**EXTRACT TO READ**:
Express & Star

Giftwrap evokes wartime night of terror

One night nearly 80 years ago Alec Brew's mother was taking shelter from bombs raining down on Wolverhampton during the Blitz.

Published
Devastation in Willenhall Road, Wolverhampton, on Friday, July 31, 1942.

And now, by an amazing coincidence, a donation to Tettenhall Transport Heritage Centre, where Alec is curator, has brought that terrifying wartime night into vivid focus.

Because the donation was wrapped in an old, yellowing, Express and Star from July 31, 1942, which reported on those attacks which left a trail of destruction, claimed a number of lives, and rather naturally stuck in his mother's memory.

The 1942 Star front page reporting on the Blitz damage.

"The front page detailed a bombing raid on West Midland towns, but none were named because of censorship," said Alec.

"On reading through the article I realised it was about a bomb which dropped on the Willenhall Road near the end of Coventry Street. I knew all about this because my mother lived in Coventry Street and told me all about it. She knew two of the five people who were killed by the raid."

Devastation in Willenhall Road, Wolverhampton, on Friday, July 31, 1942.

Alec has been to the scene of the devastation to see for himself where those dramatic wartime events took place.

His mother, then Leah Pritchard – later Mrs Leah Brew – was to draw a map pinpointing where the bombs had dropped.

Leah Brew's map of the bomb damage – and where she took shelter.

"It shows she was in their Anderson shelter at the bottom of the garden of 54 Coventry Street, and that there were two other bombs which fell on St Giles Crescent.

"Her father Walter Pritchard, my granddad, was an ARP (Air Raid Precautions) warden. Although there is no family record of him attending the scene, as he just lived around the corner, it is likely that he did. At the heritage centre we have a mannequin dressed as an ARP warden who we call Walter after him.

"Walter the warden" at the heritage centre.

"That the one volunteer at the heritage centre who knew all about the event was the one to unwrap the old newspaper was a remarkable coincidence."

Alec, who lives within walking distance of the museum, added: "The cutting is already displayed next to our 'Blitz House', together with the print of the original Express and Star photo, and the names of the five people who died in the raid.

"The newspaper was wrapped round a small oak cigarette box – which, it turned out later, dated from 1929 – contained within a cardboard box of assorted items dropped in by someone who did not leave their name, which is something which happens all the time."

**WHAT YOU ARE ASKED TO DO**: Quote the stretch of the article about the wartime giftwrap from "Express & Star" through "his mother's memory.", word for word.

**SOURCE INFORMATION**:
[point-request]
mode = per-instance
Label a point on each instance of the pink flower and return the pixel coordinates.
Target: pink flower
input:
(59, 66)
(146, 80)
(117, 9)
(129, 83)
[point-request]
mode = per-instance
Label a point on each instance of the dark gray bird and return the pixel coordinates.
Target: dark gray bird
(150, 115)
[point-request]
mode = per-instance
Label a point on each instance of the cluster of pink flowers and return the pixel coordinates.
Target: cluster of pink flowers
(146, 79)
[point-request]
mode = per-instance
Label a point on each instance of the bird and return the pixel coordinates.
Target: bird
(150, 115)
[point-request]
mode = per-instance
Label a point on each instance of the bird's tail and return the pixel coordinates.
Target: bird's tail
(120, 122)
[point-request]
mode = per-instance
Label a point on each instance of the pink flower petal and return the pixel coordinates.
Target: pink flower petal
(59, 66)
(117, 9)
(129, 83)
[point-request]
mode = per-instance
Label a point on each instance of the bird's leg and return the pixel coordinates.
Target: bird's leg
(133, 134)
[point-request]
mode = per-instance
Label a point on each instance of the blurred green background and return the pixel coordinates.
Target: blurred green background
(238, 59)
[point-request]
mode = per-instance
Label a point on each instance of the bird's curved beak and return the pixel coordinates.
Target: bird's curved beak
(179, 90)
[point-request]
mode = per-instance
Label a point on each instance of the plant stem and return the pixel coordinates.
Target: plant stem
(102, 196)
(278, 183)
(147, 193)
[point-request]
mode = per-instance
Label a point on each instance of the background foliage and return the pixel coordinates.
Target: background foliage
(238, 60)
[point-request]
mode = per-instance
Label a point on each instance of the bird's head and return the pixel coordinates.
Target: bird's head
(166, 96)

**EXPECTED ANSWER**:
Express & Star

Giftwrap evokes wartime night of terror

One night nearly 80 years ago Alec Brew's mother was taking shelter from bombs raining down on Wolverhampton during the Blitz.

Published
Devastation in Willenhall Road, Wolverhampton, on Friday, July 31, 1942.

And now, by an amazing coincidence, a donation to Tettenhall Transport Heritage Centre, where Alec is curator, has brought that terrifying wartime night into vivid focus.

Because the donation was wrapped in an old, yellowing, Express and Star from July 31, 1942, which reported on those attacks which left a trail of destruction, claimed a number of lives, and rather naturally stuck in his mother's memory.